## TEXT PASSAGE
******

He sees you when you're sleeping, he knows when you're awake—and he sounds totally creepy! Let's make the holidays less stressful by tossing Elf on the Shelf for good.

By Kristi Pahr
December 17, 2019

The holidays are here and for many of us, that means stress. Decorating, shopping, parties, visitors—the holidays can certainly be hard for parents. And then there’s the elf. The Elf on the Shelf, a beloved (and despised) holiday tradition gives parents one more thing to worry about over the holidays. Between staging perfect elf-y vignettes, keeping track of scenes from years past to avoid repeats, and hardest of all, remembering to move the dang thing every single night, the elf can give even the most stalwart cheer-bringer to the edge of anxiety.

Credit: Adobe Stock

And it might not be all that fun for your kids, either. They have to deal with a new house guest (and now maybe even Elf babies) whose job it is to let Santa know whether they've been naughty or nice—and that's not always all fun and games.

Depending on your child’s developmental stage, Elf on the Shelf could be downright frightening and even lead to stress. “Kids may fear that the elf is watching them without their awareness,” explains San Diego-based family therapist, Lauren Cook. In other words, the elf is a total creeper and we might be teaching our kids that it's OK for people to watch you when you don't realize they're watching. 

It’s creepy enough thinking you’re being watched all the time but when the person doing the watching is a notorious tattle-tale? Recipe for even more stress! Just image having a creepy little interloper hanging out at your job for a month, watching you, and reporting back to your boss. Now imagine if you were 5 and that boss was Santa—holy paranoia, Batman!

And then there’s the whole “Big Brother is watching you” aspect. Despite what reality TV would have us believe, an eye in the sky is just plain creepy. Teaching kids that their every move, every mistake, and every misdeed is seen by an authority figure and might result in negative consequences can be hard on them.

"We do not want children to fear making mistakes," explains Cook. "Of course, we don't want to encourage them to misbehave but it's important that children have healthy learning experiences where they can learn from their missteps. If they feel like the Elf is constantly monitoring their behavior, it may induce a sense of anxiety and even perfectionism." Not to mention, it has the potential to normalize surveillance culture and set a precedent at an early age that they should have no expectation of privacy.

Dicey propositions and a lot of pressure for a young child to deal with. Maybe leaving the elf in the closet this year will help cut down on holiday stress for both you and your kid!

******

## EXTRACTED MATERIAL
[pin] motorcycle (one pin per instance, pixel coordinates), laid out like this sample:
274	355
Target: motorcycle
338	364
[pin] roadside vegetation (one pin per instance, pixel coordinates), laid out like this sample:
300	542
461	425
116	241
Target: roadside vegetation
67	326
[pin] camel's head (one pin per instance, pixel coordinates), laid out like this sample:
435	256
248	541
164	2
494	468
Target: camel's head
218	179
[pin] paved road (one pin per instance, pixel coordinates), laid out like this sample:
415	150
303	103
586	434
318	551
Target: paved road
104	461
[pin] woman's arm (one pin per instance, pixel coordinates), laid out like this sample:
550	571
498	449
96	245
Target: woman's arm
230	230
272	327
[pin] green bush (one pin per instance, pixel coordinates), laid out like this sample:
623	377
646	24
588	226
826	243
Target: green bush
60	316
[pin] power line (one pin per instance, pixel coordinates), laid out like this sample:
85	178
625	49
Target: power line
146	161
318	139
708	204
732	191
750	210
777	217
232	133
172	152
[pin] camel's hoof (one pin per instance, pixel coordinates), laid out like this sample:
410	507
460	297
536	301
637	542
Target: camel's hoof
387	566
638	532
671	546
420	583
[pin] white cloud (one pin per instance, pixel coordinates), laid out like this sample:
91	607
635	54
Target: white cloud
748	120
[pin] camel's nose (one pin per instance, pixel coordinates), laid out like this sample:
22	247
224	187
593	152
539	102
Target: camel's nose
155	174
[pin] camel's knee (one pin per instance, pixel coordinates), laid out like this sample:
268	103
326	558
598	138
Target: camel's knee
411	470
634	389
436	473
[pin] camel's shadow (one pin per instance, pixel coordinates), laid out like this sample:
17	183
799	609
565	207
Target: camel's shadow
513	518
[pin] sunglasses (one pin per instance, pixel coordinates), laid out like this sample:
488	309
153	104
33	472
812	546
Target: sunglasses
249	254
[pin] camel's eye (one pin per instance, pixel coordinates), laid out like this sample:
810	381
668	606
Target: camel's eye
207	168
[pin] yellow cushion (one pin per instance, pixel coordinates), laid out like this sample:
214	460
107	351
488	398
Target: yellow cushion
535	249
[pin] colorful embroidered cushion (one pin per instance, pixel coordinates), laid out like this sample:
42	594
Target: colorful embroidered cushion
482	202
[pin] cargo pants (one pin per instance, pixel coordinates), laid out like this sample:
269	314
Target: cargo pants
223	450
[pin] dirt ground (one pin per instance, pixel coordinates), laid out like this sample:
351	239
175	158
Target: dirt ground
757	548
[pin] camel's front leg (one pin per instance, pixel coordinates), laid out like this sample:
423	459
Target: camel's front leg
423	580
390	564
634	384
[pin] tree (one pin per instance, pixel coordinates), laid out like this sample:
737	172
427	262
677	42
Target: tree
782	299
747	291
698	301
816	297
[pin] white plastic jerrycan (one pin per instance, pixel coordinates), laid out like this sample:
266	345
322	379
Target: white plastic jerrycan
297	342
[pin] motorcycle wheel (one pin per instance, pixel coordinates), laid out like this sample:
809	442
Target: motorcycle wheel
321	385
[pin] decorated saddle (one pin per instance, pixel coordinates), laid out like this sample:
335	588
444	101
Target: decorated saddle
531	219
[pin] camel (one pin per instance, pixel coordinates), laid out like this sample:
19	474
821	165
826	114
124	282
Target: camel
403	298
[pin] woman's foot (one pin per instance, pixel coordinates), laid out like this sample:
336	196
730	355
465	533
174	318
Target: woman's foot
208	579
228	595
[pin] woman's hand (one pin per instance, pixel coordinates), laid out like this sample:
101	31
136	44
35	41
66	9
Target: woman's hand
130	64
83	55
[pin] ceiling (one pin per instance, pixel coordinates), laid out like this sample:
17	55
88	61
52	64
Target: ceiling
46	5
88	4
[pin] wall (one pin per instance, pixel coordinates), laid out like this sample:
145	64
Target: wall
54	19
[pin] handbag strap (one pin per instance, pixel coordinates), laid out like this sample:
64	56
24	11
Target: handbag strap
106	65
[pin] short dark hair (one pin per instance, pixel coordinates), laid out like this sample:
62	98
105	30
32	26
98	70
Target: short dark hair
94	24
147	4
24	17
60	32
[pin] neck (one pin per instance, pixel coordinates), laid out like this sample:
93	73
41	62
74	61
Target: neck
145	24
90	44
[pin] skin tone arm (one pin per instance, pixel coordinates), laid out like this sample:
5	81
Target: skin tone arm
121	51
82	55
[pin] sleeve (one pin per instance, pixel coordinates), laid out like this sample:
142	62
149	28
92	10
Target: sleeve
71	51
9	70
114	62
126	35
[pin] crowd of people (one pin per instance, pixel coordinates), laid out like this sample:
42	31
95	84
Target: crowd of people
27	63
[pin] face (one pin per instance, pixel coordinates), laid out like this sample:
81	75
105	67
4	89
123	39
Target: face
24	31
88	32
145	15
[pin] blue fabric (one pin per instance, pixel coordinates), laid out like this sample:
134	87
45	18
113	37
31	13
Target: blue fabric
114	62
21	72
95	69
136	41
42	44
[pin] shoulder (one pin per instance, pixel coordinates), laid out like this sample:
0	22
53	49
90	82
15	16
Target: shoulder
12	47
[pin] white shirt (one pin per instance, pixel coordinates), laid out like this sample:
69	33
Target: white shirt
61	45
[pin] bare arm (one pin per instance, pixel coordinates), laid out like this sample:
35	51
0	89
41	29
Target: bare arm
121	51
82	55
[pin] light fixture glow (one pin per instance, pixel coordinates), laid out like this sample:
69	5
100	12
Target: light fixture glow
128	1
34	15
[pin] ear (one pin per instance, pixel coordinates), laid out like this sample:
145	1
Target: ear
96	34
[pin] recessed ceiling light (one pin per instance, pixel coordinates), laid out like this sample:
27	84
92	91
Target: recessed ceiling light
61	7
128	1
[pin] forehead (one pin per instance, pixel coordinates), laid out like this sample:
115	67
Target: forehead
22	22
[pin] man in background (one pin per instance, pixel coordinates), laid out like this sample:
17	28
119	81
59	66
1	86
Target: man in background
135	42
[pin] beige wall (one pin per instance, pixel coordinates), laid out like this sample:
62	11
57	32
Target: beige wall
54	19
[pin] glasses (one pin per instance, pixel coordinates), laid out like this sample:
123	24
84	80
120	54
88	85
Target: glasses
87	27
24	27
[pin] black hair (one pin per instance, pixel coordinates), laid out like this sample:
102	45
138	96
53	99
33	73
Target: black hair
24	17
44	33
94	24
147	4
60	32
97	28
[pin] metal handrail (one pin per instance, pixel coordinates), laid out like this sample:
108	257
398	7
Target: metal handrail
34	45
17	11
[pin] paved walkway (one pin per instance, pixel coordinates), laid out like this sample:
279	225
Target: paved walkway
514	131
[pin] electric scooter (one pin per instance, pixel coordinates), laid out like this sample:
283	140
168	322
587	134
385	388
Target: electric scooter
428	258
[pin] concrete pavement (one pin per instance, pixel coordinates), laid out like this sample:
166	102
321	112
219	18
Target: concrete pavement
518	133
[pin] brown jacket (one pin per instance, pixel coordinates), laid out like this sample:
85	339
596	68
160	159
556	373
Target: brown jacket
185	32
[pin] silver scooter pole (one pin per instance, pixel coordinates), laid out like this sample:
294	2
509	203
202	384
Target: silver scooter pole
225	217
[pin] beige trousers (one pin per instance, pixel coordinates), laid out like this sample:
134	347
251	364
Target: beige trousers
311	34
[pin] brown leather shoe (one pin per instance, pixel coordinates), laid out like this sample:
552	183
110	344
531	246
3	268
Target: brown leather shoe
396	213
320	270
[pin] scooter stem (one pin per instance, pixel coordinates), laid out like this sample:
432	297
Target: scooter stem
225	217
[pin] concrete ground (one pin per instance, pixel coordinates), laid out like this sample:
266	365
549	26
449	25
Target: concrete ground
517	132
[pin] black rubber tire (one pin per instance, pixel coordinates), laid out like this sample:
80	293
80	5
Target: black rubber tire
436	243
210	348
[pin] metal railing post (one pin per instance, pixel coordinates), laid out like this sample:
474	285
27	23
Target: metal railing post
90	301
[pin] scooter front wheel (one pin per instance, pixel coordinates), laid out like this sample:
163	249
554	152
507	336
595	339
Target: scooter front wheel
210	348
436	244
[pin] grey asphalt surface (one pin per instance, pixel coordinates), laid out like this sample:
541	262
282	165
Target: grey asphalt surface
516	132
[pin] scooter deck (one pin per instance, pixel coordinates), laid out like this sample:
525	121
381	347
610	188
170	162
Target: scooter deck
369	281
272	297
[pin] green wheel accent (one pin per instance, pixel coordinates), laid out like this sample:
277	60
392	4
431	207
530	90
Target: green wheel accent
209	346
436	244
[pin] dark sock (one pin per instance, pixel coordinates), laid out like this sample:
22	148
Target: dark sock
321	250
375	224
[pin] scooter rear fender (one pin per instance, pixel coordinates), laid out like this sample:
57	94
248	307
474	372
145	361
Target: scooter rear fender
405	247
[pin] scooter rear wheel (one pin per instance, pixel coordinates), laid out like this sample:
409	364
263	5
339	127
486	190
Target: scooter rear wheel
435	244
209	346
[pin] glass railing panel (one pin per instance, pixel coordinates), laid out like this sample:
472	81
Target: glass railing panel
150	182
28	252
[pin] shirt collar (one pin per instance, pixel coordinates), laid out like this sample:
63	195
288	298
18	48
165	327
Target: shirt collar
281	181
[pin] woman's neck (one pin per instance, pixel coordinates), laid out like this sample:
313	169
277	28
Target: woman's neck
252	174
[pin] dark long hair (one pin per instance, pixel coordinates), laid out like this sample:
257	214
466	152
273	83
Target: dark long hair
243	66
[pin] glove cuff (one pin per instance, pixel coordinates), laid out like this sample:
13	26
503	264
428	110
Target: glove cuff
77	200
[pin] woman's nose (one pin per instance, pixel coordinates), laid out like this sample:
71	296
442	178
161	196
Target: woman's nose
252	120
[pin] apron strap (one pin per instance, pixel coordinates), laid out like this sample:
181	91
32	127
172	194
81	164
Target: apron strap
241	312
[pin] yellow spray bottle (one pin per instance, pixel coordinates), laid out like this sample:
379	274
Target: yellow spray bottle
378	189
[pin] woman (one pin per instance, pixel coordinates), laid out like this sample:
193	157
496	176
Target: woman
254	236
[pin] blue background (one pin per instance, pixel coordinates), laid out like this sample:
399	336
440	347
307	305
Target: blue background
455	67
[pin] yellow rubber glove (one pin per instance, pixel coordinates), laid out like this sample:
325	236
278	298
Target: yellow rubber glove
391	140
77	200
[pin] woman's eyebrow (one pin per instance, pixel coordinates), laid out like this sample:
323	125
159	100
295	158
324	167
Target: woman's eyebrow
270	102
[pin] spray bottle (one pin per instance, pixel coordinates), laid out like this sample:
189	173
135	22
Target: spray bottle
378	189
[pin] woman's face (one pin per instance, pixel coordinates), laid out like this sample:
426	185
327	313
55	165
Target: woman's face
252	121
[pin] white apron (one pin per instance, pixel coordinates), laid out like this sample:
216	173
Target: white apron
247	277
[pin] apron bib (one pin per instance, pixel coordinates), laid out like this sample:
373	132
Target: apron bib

******

## LIST OF TASKS
A: In the Elf on the Shelf article, what reason does Cook give for not wanting children to fear making mistakes? Answer in one to three sentences.
B: Reproduce the Elf on the Shelf article word for word, from "By Kristi Pahr" up to and including "edge of anxiety.".
The records have no connection to the text.

## SOLUTION LIST
A: Children need healthy learning experiences where they can learn from their missteps. If they feel the Elf is constantly monitoring their behavior, it may cause anxiety and even perfectionism.

B:
By Kristi Pahr
December 17, 2019

The holidays are here and for many of us, that means stress. Decorating, shopping, parties, visitors—the holidays can certainly be hard for parents. And then there’s the elf. The Elf on the Shelf, a beloved (and despised) holiday tradition gives parents one more thing to worry about over the holidays. Between staging perfect elf-y vignettes, keeping track of scenes from years past to avoid repeats, and hardest of all, remembering to move the dang thing every single night, the elf can give even the most stalwart cheer-bringer to the edge of anxiety.